-- start Document text --
This will return the bes computer objects

items 0 of it whose (name of item 0 of it = item 1 of it) 
of 
(bes computers, unique values whose (multiplicity of it > 1) of names of bes computers )

This removes the recursion and it’s not returning a set but you can get access to all the computer properties like this

(name of it, id of it) 
of 
items 0 of it whose (name of item 0 of it = item 1 of it) 
of 
(bes computers, unique values whose (multiplicity of it > 1) of names of bes computers )

...

ctnr.ub14.emmx-010.2, 5220398
ctnr.ub14.emmx-010.2, 9950220

Shout if you’d like an explanation of how this type of relevance works :slight_smile:

Thanks for the reply!
I saw the message and immediatly I evaluated the relevance in my test environment (about 800 computers): response time 2 seconds :wink:
Then I runned it on our production environment (100k clients) and it’s still evaluating after 25 minutes :frowning: … and it’s a 16 core machine with 128GB of RAM :blush:

can you try these two bits of the last clause individually to see if one of those is the culprit ?

(bes computers, unique values whose (multiplicity of it > 1) of names of bes computers )

UPDATE
Just tried the individual queries - they run fine with 250,000 endpoints.
Seeing it slow down when the two queries are used to form the tuple, even when there’s only one entry on the right of the tuple

Refactored to this and with 250,000 endpoints getting sub second response.

Seems like constructing the tuple using the two bes computer queries in the same tuple was the problem.

I’ve not duplicate names - but if I do put in some computer names for the last clause it works too.

(name of it, id of it) 
of 
items 0 of it whose (name of item 0 of it = item 1 of it) 
of (bes computers, it) 
of (unique values whose (multiplicity of it > 1) of names of bes computers)

This seems like one of the better options, but the size of the tuple will grow significantly given a larger set of duplicately named computers.
-- end Document text --
→ **Parts of the exercise**:
1. In the thread on duplicate computer names, why did the refactored query run in under a second when the earlier version was still evaluating after 25 minutes? Answer in one to three sentences.
2. Could you carry the thread on duplicate computer names forward from its final line?
-- start Data excerpts --
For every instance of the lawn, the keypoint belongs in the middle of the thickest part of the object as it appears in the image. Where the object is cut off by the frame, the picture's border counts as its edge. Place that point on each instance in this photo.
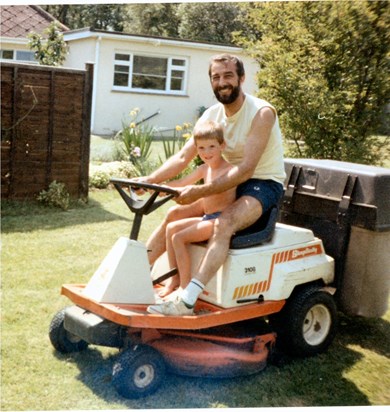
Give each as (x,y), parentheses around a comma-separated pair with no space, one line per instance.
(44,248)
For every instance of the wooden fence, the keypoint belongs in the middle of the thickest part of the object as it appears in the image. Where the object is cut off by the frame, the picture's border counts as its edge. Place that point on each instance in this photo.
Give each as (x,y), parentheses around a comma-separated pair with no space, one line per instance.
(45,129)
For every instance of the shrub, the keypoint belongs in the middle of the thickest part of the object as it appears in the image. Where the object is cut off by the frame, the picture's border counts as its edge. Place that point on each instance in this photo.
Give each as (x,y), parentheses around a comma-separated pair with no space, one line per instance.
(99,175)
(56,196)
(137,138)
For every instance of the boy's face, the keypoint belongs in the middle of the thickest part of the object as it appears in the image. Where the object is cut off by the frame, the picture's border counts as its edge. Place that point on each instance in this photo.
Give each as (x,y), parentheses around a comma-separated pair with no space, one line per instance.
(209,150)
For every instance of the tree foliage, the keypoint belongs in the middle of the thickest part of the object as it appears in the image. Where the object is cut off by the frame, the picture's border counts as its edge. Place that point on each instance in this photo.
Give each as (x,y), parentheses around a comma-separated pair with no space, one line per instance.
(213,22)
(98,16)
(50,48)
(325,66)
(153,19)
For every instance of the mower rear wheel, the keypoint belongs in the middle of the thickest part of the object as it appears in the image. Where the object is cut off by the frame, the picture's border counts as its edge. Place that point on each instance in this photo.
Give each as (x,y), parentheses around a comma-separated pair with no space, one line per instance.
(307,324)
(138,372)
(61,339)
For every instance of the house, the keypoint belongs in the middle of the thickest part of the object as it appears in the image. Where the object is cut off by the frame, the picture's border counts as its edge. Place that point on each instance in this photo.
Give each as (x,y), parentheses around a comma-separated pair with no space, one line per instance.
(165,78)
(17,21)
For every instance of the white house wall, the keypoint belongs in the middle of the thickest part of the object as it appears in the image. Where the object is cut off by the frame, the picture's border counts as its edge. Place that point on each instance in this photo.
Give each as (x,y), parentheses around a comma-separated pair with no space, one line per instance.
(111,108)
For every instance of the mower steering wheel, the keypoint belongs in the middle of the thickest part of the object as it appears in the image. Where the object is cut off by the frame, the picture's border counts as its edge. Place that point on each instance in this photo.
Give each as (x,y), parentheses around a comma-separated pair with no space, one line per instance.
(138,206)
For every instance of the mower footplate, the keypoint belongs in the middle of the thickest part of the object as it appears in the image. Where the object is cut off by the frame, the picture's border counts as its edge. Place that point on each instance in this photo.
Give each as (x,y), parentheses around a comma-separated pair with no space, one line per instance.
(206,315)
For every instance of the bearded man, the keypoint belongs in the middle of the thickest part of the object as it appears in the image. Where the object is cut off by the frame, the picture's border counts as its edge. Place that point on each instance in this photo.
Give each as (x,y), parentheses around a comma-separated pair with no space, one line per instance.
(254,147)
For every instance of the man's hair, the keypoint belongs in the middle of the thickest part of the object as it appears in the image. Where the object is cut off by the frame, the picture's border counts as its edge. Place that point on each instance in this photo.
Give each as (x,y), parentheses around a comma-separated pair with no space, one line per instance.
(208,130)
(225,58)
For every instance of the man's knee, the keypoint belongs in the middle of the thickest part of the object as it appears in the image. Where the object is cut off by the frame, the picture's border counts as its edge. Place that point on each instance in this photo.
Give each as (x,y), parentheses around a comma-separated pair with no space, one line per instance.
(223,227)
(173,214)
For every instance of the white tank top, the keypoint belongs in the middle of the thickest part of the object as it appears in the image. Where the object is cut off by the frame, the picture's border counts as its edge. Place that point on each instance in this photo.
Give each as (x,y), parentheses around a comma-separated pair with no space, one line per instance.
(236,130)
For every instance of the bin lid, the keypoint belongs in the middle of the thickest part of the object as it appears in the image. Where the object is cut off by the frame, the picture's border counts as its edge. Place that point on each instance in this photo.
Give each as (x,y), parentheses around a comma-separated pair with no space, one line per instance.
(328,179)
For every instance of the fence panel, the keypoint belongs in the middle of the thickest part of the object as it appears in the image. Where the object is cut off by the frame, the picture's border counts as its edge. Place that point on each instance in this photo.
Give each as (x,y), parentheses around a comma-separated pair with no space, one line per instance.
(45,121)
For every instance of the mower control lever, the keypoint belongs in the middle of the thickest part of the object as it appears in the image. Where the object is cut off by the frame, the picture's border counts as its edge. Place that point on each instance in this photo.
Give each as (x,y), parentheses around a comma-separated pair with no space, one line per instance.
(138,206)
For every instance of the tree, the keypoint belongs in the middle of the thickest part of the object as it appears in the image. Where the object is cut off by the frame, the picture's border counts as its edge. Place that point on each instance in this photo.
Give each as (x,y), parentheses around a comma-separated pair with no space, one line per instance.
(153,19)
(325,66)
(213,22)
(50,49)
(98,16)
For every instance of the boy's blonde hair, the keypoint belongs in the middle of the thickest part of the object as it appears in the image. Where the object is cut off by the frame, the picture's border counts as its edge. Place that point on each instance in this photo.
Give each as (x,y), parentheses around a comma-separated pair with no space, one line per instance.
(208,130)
-- end Data excerpts --
→ **Answers for the tasks**:
1. Run separately, each half of the last clause was fast with 250,000 endpoints, so the problem was building one tuple out of two separate bes computers queries. The refactored version first collects the duplicated names and only then pairs them with bes computers in its own step. That avoided the slow construction and gave sub-second response.

2.
In fact, the size of the tuple will be:

(number of bes computers) * (number of unique values whose (multiplicity of it > 1) of names of bes computers)

Try this:

(name of it, id of it) of items 1 of (it, bes computers) whose(name of item 1 of it is contained by item 0 of it) of ( set of unique values whose (multiplicity of it > 1) of names of bes computers )

The size of the tuple that this relevance builds will never be larger than:

(number of bes computers)

This post is related:

While dividing the query did work as someone suggested, I was looking for a more “elegant” approach since I have to use this code extensively across multiple queries.

My original query didn’t complete at all despite removing the timeout (about 20 minutes when the server did not crash); gearoid query was a HUGE improvement taking just 40 seconds!
But the real surprise came with jgstew solution: it runs in just 2 seconds!!! AWESOME!

Really thanks to everyone of you guys!
You made my day! You rock! :wink:

2 Likes

I’m glad that it worked!

Thanks for the feedback. I was only able to test it across a small subset of machines in a much smaller BigFix instance, so I really didn’t know for sure how fast it would work.

It is really a challenge when trying to write nested relevance like this. You often have to start on a smaller/test instance just to get something working, and then optimize it. You then need to test the optimized relevance on a larger instance to see what impact you are making with the optimizations because you can’t always tell in a BigFix instance with very few clients.

The real trick to this is that recursive relevance or multiple nested relevance can be very expensive. Using tuples can be more efficient and avoid some of the repetition of relevance, but the actual process of building the tuple and having very large tuples can also be expensive, even though @gearoid 's and my tuples contain effectively the same data, the number of actual entries in the tuple matters.

Can you try this for me:

(name of it, id of it) of items 0 of (bes computers, it) whose(name of item 0 of it is contained by item 1 of it) of ( set of unique values whose (multiplicity of it > 1) of names of bes computers )

This should either be exactly equivalent to my relevance above, or it should be slower, and I’m not actually sure which. It could also be slightly faster, but I’m doubtful of that. It would help me to know which is more efficient to know the best option.

I just finished my write up about comparing many of the different options: The way Session Relevance statements are written matters (Part 2) Computer Names

Anyway to do this with a property that is not the computer name?

I’m looking for folks who have duplicate UUID’s or other values. This works for computer names (great by the way), but would love to use it for so much more!

Any help is appreciated.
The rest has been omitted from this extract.